═════ 本文抜粋

クリエイターって痺れるよね。世の中いろいろな人がいるけど、創造する人って、どこか特別。ネジが一本抜けていると言ってもいい。「いや、そこはちょっと気を遣いましょうよ!」なんて普通に思っちゃうところも、彼らは気にせず我が道を進む。気を遣うこと、それ自体がナンセンス。
 「オール・ザット・ジャズ」はそんなクリエイターの一人を描く。ブロードウェイの演出家である主人公は、幼少時からショー・ビジネス一筋の男だ。毎日、稽古に明け暮れていて、ハードな生活を送っている。
 同時にブロードウェイって、世界から一流が大勢集まってくる場所。ひとつのオーディションでも数百名の応募があり、たったの数人しか選ばれない世界。当然、主人公の座を狙っている人も大勢いる。実力がものを言うシビアな世界。

══════════

演習課題 A
『オール・ザット・ジャズ』を紹介する本文のうち、「クリエイターって痺れるよね。」から「け暮れていて、ハードな生活を送っている。」までを一字一句そのまま書き写してもらえますか。

═════ 課題用資料

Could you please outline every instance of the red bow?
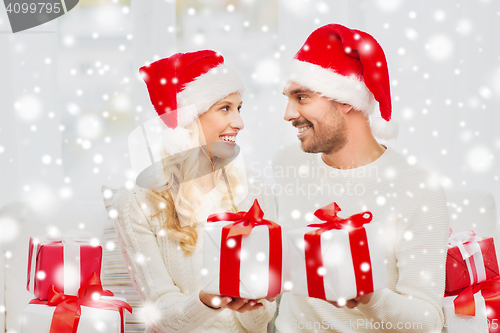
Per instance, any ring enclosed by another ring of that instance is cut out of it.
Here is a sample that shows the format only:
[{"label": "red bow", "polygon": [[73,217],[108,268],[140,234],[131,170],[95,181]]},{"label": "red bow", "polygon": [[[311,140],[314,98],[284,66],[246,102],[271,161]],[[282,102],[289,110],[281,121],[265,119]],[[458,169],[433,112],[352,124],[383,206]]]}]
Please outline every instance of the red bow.
[{"label": "red bow", "polygon": [[212,214],[207,218],[207,222],[234,221],[229,227],[230,230],[227,234],[227,238],[239,235],[248,236],[252,229],[258,225],[279,228],[278,224],[273,221],[264,220],[262,218],[263,216],[264,212],[260,208],[257,199],[255,199],[248,212]]},{"label": "red bow", "polygon": [[78,323],[80,322],[82,305],[97,309],[118,311],[121,318],[121,332],[123,333],[123,309],[132,313],[132,307],[119,300],[101,300],[101,296],[113,296],[113,293],[102,289],[99,276],[94,272],[90,279],[80,287],[78,296],[65,295],[52,285],[47,301],[33,299],[30,301],[30,304],[56,306],[49,333],[76,333]]},{"label": "red bow", "polygon": [[[373,292],[373,277],[371,271],[370,251],[368,239],[363,224],[372,220],[371,212],[364,212],[352,215],[347,219],[337,216],[340,207],[333,202],[314,212],[314,215],[324,223],[309,224],[308,227],[319,228],[304,235],[306,259],[307,288],[310,297],[326,300],[323,275],[319,274],[319,269],[323,267],[323,257],[321,254],[321,234],[332,229],[345,229],[349,233],[349,243],[351,244],[351,255],[356,277],[357,295],[362,296]],[[365,214],[368,217],[365,218]],[[361,269],[363,263],[368,263],[370,269]]]},{"label": "red bow", "polygon": [[475,316],[476,303],[474,302],[474,294],[479,291],[481,291],[485,299],[500,295],[500,277],[480,282],[462,290],[453,301],[455,313],[464,316]]},{"label": "red bow", "polygon": [[[314,231],[317,234],[321,234],[332,229],[346,229],[347,231],[351,231],[356,228],[361,228],[363,224],[371,222],[373,217],[371,212],[364,212],[355,214],[347,219],[343,219],[337,216],[340,211],[341,209],[336,202],[320,208],[314,212],[314,216],[325,222],[309,224],[308,227],[319,228]],[[368,214],[369,216],[365,218],[365,214]]]},{"label": "red bow", "polygon": [[[269,287],[267,297],[281,292],[282,244],[281,227],[272,221],[264,220],[264,212],[257,199],[248,212],[217,213],[207,218],[207,222],[234,221],[222,228],[220,254],[219,292],[224,296],[240,297],[240,250],[241,238],[248,236],[259,225],[269,228]],[[232,237],[235,244],[229,246]]]}]

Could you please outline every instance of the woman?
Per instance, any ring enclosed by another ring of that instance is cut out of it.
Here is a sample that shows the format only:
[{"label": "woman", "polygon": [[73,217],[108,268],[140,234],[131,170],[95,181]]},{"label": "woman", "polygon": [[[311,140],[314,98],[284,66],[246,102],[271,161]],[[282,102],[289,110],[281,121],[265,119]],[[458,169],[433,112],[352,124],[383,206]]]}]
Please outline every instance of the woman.
[{"label": "woman", "polygon": [[243,84],[213,51],[175,54],[141,74],[166,125],[165,158],[148,173],[150,189],[123,187],[113,206],[124,259],[145,303],[147,332],[265,332],[274,303],[201,291],[208,215],[247,210],[257,197],[266,218],[276,217],[272,197],[250,193],[240,200],[246,178],[232,160],[244,126]]}]

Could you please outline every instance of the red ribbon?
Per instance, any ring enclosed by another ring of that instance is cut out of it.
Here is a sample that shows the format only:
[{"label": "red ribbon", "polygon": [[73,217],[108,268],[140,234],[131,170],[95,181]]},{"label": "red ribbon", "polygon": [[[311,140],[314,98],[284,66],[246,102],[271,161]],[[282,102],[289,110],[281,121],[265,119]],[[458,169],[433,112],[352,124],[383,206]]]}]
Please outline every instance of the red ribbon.
[{"label": "red ribbon", "polygon": [[476,315],[474,294],[481,292],[485,299],[500,296],[500,277],[495,277],[463,289],[453,301],[455,313],[464,316]]},{"label": "red ribbon", "polygon": [[[371,270],[370,251],[368,239],[363,225],[372,220],[371,212],[364,212],[352,215],[347,219],[337,216],[340,207],[336,202],[331,203],[314,212],[314,215],[324,223],[309,224],[308,227],[319,228],[304,235],[307,288],[310,297],[326,300],[323,275],[319,269],[323,267],[321,255],[321,234],[332,229],[344,229],[349,233],[349,243],[351,246],[354,275],[356,277],[357,296],[362,296],[373,292],[373,277]],[[365,218],[365,214],[368,217]],[[363,271],[361,266],[367,263],[368,270]]]},{"label": "red ribbon", "polygon": [[[219,283],[221,295],[240,297],[241,238],[248,236],[252,229],[259,225],[269,228],[269,287],[266,297],[273,297],[281,292],[281,227],[273,221],[263,219],[263,216],[264,212],[255,199],[248,212],[217,213],[207,218],[209,223],[234,221],[222,228]],[[235,243],[230,244],[229,239],[233,239]]]},{"label": "red ribbon", "polygon": [[56,306],[49,333],[76,333],[80,322],[82,305],[91,308],[118,311],[121,318],[121,333],[123,333],[123,309],[132,313],[132,307],[119,300],[101,300],[99,299],[101,296],[113,296],[113,293],[102,289],[99,276],[94,272],[90,279],[80,287],[78,296],[65,295],[52,285],[47,301],[33,299],[29,304]]}]

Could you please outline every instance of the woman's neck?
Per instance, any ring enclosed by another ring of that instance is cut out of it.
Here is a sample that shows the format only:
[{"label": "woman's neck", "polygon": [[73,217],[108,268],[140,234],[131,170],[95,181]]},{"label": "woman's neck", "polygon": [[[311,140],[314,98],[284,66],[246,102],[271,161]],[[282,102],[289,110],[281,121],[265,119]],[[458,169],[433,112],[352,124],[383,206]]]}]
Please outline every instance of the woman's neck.
[{"label": "woman's neck", "polygon": [[[203,149],[203,148],[202,148]],[[213,163],[203,151],[199,154],[199,170],[200,177],[196,178],[195,182],[200,187],[203,194],[207,194],[215,187]]]}]

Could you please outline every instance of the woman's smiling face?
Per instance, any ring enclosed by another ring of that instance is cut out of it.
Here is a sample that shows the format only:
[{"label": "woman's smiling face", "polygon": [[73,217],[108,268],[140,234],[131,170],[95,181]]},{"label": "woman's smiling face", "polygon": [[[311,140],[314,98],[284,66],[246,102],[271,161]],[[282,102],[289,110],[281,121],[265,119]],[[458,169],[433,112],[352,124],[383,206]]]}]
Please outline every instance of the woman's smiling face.
[{"label": "woman's smiling face", "polygon": [[228,95],[200,116],[200,144],[208,144],[212,156],[230,158],[234,155],[236,136],[245,126],[240,116],[241,96]]}]

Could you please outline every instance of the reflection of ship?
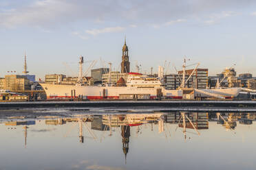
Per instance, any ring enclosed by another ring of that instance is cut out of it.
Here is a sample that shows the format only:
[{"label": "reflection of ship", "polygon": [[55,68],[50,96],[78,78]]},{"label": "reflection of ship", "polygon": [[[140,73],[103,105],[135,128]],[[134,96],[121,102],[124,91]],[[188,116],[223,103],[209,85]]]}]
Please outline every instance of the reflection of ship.
[{"label": "reflection of ship", "polygon": [[239,123],[242,125],[251,125],[253,124],[253,120],[242,119],[239,121]]},{"label": "reflection of ship", "polygon": [[130,126],[129,125],[122,125],[121,126],[121,132],[122,132],[122,151],[125,154],[125,164],[126,164],[126,158],[129,151],[129,137],[131,136],[130,133]]},{"label": "reflection of ship", "polygon": [[237,121],[237,117],[233,114],[229,114],[227,117],[227,120],[226,120],[220,113],[217,113],[217,119],[220,120],[220,123],[222,124],[226,130],[231,129],[233,130],[237,126],[236,121]]}]

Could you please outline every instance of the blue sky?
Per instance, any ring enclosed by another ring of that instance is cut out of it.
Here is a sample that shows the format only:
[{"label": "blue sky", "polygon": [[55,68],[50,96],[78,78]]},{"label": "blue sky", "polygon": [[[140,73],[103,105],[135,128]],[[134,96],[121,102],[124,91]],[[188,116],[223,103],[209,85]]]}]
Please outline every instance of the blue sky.
[{"label": "blue sky", "polygon": [[174,73],[186,56],[210,75],[236,64],[237,73],[256,76],[255,23],[249,0],[0,0],[0,77],[21,73],[25,51],[37,78],[74,75],[80,55],[120,70],[125,36],[132,71],[138,62],[156,72],[167,60]]}]

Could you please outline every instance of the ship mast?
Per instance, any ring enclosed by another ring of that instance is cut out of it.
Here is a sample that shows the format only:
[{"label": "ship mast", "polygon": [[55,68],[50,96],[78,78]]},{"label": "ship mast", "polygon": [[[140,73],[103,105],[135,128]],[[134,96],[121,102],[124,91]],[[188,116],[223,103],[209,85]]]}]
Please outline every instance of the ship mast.
[{"label": "ship mast", "polygon": [[186,69],[186,58],[184,59],[184,62],[183,62],[183,75],[182,75],[182,88],[185,87],[185,69]]},{"label": "ship mast", "polygon": [[80,60],[79,60],[79,80],[78,82],[80,83],[83,82],[83,57],[80,56]]},{"label": "ship mast", "polygon": [[27,71],[27,55],[25,54],[25,60],[24,60],[24,71],[23,71],[23,73],[24,73],[24,75],[27,75],[28,73],[28,71]]}]

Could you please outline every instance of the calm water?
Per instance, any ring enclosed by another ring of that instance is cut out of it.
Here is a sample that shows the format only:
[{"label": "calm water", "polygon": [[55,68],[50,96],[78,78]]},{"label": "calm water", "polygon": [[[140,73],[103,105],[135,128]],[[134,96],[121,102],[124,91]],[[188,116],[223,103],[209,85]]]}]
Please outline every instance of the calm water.
[{"label": "calm water", "polygon": [[0,169],[255,169],[255,119],[143,110],[1,111]]}]

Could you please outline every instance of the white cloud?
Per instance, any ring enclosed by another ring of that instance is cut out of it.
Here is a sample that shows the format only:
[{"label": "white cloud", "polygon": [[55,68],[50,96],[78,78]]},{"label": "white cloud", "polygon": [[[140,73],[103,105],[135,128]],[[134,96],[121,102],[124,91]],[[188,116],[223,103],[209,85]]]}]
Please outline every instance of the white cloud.
[{"label": "white cloud", "polygon": [[250,15],[256,16],[256,12],[253,12],[250,13]]},{"label": "white cloud", "polygon": [[175,24],[175,23],[184,23],[184,22],[186,22],[186,19],[180,19],[169,21],[168,22],[166,22],[166,23],[162,23],[162,24],[153,24],[153,25],[151,25],[151,26],[153,28],[158,29],[158,28],[160,28],[163,26],[168,26],[168,25],[173,25],[173,24]]},{"label": "white cloud", "polygon": [[211,14],[209,17],[209,19],[205,21],[204,23],[206,25],[213,25],[224,19],[231,16],[235,16],[239,14],[240,14],[233,11],[223,11],[221,13]]},{"label": "white cloud", "polygon": [[100,166],[98,165],[90,165],[86,167],[86,169],[89,170],[125,170],[126,169],[122,167],[113,167],[107,166]]},{"label": "white cloud", "polygon": [[76,36],[83,40],[87,40],[89,38],[88,36],[83,35],[78,32],[72,32],[71,34]]},{"label": "white cloud", "polygon": [[[120,0],[30,0],[24,2],[6,0],[0,2],[0,27],[50,27],[78,21],[86,24],[87,22],[126,22],[149,25],[157,21],[168,25],[179,22],[173,20],[176,18],[201,16],[207,14],[207,11],[228,11],[213,18],[231,16],[233,12],[230,11],[237,7],[252,6],[256,3],[256,1],[254,1],[232,0],[231,3],[230,1],[221,0],[161,0],[161,3],[156,0],[147,0],[147,2],[129,0],[125,3]],[[171,21],[168,21],[169,20]],[[155,27],[161,26],[160,24]]]},{"label": "white cloud", "polygon": [[105,27],[103,29],[87,29],[85,30],[85,32],[91,35],[96,36],[99,34],[103,34],[103,33],[122,32],[125,29],[125,27]]},{"label": "white cloud", "polygon": [[129,25],[130,27],[137,27],[138,26],[136,25],[133,25],[133,24],[131,24],[131,25]]},{"label": "white cloud", "polygon": [[164,23],[165,25],[172,25],[172,24],[174,24],[174,23],[183,23],[183,22],[186,22],[186,19],[177,19],[177,20],[173,20],[173,21],[170,21],[169,22],[167,22]]}]

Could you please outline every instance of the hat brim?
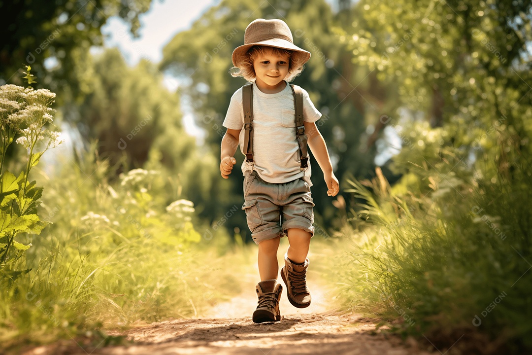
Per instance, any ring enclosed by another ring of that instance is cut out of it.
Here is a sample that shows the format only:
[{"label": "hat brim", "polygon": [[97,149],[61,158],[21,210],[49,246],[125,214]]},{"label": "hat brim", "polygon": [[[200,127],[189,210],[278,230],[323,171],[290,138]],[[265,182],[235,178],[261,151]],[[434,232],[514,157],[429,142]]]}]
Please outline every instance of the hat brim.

══════════

演習課題 B
エントリの冒頭から「Please outline every instance of the red bow.」を含む最初の行まで、両端の行も含めてそのまま引用してもらえますか。画像は解答に入れないでください。

解答全文 A
クリエイターって痺れるよね。世の中いろいろな人がいるけど、創造する人って、どこか特別。ネジが一本抜けていると言ってもいい。「いや、そこはちょっと気を遣いましょうよ!」なんて普通に思っちゃうところも、彼らは気にせず我が道を進む。気を遣うこと、それ自体がナンセンス。
 「オール・ザット・ジャズ」はそんなクリエイターの一人を描く。ブロードウェイの演出家である主人公は、幼少時からショー・ビジネス一筋の男だ。毎日、稽古に明け暮れていて、ハードな生活を送っている。

解答全文 B
Could you please outline every instance of the red bow?
Per instance, any ring enclosed by another ring of that instance is cut out of it.
Here is a sample that shows the format only:
[{"label": "red bow", "polygon": [[73,217],[108,268],[140,234],[131,170],[95,181]]},{"label": "red bow", "polygon": [[[311,140],[314,98],[284,66],[246,102],[271,161]],[[282,102],[289,110],[281,121],[265,119]],[[458,169],[433,112],[352,124],[383,206]]]}]
Please outline every instance of the red bow.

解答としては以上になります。